Selected extract:
Rainbow Row

Pastel Chic –
One of America’s more colorful neighborhoods, 79-107 E. Bay St., Charleston. (Photo/Robert Clark)

Drive 144 miles to Charleston. Wind your way to East Bay Street and proceed to 79 to 107 East Bay Street. There you’ll find Rainbow Row, the colorful and historic name for 13 colorful houses. North of Tradd Street and south of Elliot Street, that’s where you’ll find them. As you’ll see, the pastel paints make it easy to see how this section of historic homes got its name. An extremely popular tourist attraction, it’s one of Charleston’s more photogenic features.

What would become Rainbow Row came to bet in the mid 18th century on 83-107 East Bay Street. At first it was a center of commerce on Charleston’s waterfront built to provide services to the wharfs and docks of the Port of Charleston. Merchants ran stores on the first floor and at day’s end they retired in the top floors.

After the Civil War the Rainbow Row area gained a less-than-stellar reputation as it was run down. Some would have referred to it as a slum. Things changed for the better. Today, Charleston consistently ranks as one of the most-traveled to cities in the world, and Rainbow Row does nothing to diminish that reputation.

Data:
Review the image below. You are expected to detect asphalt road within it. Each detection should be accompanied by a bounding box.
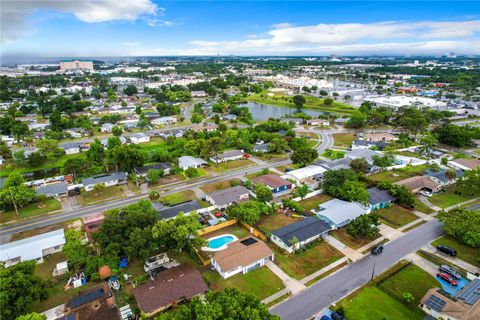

Stated problem: Reproduce verbatim the stretch of the Rainbow Row passage from "Pastel Chic –" through "more photogenic features.".

Task answer:
Pastel Chic –
One of America’s more colorful neighborhoods, 79-107 E. Bay St., Charleston. (Photo/Robert Clark)

Drive 144 miles to Charleston. Wind your way to East Bay Street and proceed to 79 to 107 East Bay Street. There you’ll find Rainbow Row, the colorful and historic name for 13 colorful houses. North of Tradd Street and south of Elliot Street, that’s where you’ll find them. As you’ll see, the pastel paints make it easy to see how this section of historic homes got its name. An extremely popular tourist attraction, it’s one of Charleston’s more photogenic features.